**GIVEN EXERCISE:** State how many lines in the rows below contain the string "print". Reply with the number alone.

[begin TASK DATA]

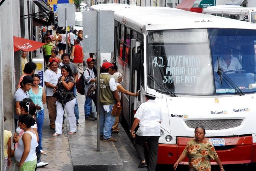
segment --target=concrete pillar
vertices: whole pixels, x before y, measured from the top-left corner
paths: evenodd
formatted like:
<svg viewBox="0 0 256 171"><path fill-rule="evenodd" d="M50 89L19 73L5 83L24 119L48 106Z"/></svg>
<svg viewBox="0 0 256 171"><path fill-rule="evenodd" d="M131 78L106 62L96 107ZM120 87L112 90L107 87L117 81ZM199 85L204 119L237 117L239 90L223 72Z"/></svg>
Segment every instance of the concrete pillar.
<svg viewBox="0 0 256 171"><path fill-rule="evenodd" d="M1 36L1 18L0 18L0 37ZM0 170L3 170L3 76L2 75L2 48L0 41Z"/></svg>
<svg viewBox="0 0 256 171"><path fill-rule="evenodd" d="M4 83L3 91L2 92L4 100L3 101L3 113L7 120L5 123L5 129L14 130L13 97L15 91L15 86L14 59L13 55L13 27L12 4L14 1L5 1L0 6L0 11L2 14L8 15L0 15L1 19L1 56L2 61L1 64L2 77L1 80ZM1 153L2 153L1 152Z"/></svg>
<svg viewBox="0 0 256 171"><path fill-rule="evenodd" d="M13 0L12 3L13 35L20 37L21 35L19 0ZM19 83L19 77L21 75L22 71L21 69L21 53L19 52L14 52L15 87L17 86Z"/></svg>

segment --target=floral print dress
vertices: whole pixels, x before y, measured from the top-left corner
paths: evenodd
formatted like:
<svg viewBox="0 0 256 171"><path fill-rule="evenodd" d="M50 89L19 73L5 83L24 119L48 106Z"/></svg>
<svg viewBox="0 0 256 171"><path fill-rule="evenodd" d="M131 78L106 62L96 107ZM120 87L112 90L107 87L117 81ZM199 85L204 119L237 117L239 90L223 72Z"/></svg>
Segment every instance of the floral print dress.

[end TASK DATA]

**FINAL RESULT:** 2